It's still about "the economy, stupid!" And as the economy grows robustly, unemployment drops to 4.7 percent, 225,000 jobs are being created every month, inflation is relatively low, and revenues are up by 16 percent or more, the party of Ronald Reagan can't seem to recall the lessons most of us learned two decades ago - that lower tax rates on income from work and capital investment will produce more revenue availability to government.

Memo to the GOP in Congress, the White House and the Statehouse: We (the United States) didn't cut taxes, we didn't cut tax revenues, we didn't pass tax relief for the rich; we lowered the tax rate on labor and capital, and that is why the economy and revenues have surged since 2003. As The Wall Street Journal pointed out last March in a prescient editorial on the static analysis model of the Congressional Budget office, they (the CBO) estimated cutting the capital gains tax rate from 20 percent to 15 percent would cost revenue. Indeed, the CBO recently projected that extending the 15 percent rate for but two years would cost the U.S. Treasury $20 billion. But as Senate Finance Chair Charles Grassley, R-Iowa, showed recently, tax receipts from capital gains are now expected to be $87 billion more than CBO originally projected for the years 2003-2006.

## Written problem A
Edit the records by replacing "woman with blue mask" with "man in a gray coat" and leaving everything else unchanged.
The passage on tax rates has no connection to the records that come next.

## Data for this task
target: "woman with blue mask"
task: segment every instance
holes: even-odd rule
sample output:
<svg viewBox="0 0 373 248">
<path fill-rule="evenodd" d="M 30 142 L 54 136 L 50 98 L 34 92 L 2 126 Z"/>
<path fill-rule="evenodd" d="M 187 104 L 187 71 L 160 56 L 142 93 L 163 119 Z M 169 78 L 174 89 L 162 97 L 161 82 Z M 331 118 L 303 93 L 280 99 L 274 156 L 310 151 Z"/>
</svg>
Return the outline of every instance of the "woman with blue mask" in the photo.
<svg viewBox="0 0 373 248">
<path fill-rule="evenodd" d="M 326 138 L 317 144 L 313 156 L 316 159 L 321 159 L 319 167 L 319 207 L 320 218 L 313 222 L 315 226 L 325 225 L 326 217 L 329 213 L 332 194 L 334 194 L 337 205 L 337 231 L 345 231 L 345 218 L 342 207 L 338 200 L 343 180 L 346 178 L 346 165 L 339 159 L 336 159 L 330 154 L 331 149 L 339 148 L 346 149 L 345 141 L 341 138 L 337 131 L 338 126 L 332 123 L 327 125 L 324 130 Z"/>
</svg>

## Written problem B
Resume the passage on tax rates and government revenue from the point where it stops.

## Output A
target: "man in a gray coat"
task: segment every instance
holes: even-odd rule
sample output:
<svg viewBox="0 0 373 248">
<path fill-rule="evenodd" d="M 30 142 L 54 136 L 50 98 L 34 92 L 2 126 Z"/>
<path fill-rule="evenodd" d="M 187 104 L 187 71 L 160 56 L 142 93 L 163 119 Z M 169 78 L 174 89 L 162 97 L 161 82 Z M 331 118 L 303 93 L 280 99 L 274 156 L 310 151 Z"/>
</svg>
Return the outline of every instance of the "man in a gray coat" in the photo.
<svg viewBox="0 0 373 248">
<path fill-rule="evenodd" d="M 326 138 L 317 144 L 313 156 L 316 159 L 321 159 L 319 167 L 319 207 L 320 218 L 313 222 L 315 226 L 325 225 L 326 217 L 329 213 L 332 194 L 334 194 L 337 205 L 337 231 L 345 231 L 345 218 L 342 207 L 338 200 L 343 180 L 346 178 L 346 165 L 339 159 L 336 159 L 330 154 L 331 149 L 339 148 L 346 149 L 345 141 L 341 138 L 337 131 L 338 126 L 332 123 L 327 125 L 324 130 Z"/>
</svg>

## Output B
To appreciate just how wrong Washington bureaucrats have been over the years with their static revenue-estimating methodology, check out the section on dynamic scoring at the Web site of the Institute for Policy Innovation, which houses more than 40 examples of dynamic scoring in action.

Consider a few of the more outrageous instances. One infamous episode occurred during the last major tax reform in 1986, when the tax rate on capital gains was increased from 20 percent to 28 percent. Congressional revenue estimators hugely overestimated capital gains revenues because their static analysis failed to take into account investors' behavioral response to the hike in the tax rate. Not only did capital gains revenues not increase as much as the Joint Committee on Taxation estimated, they actually declined.

The surest way to harm the economy, slow our growth, raise unemployment and reduce revenues would be to allow capital gains and dividend taxes to rise to pre-2003 levels.

And by the way, the capital gains tax is not a tax on the rich, who are already rich; the capital gains tax is a tax on the poor and the workers who want to get rich. You can't get rich on wages. The only way to create wealth is to work, save, invest and make a profit, then reinvest.

If the Republicans in Congress can't articulate this essential ingredient of free enterprise and democratic capitalism, they should go back and reread Abraham Lincoln, Calvin Coolidge, John F. Kennedy and Reagan. Every cut in tax rates on the factors of production, i.e. labor and capital, has resulted in more economic growth and an increase in tax revenues.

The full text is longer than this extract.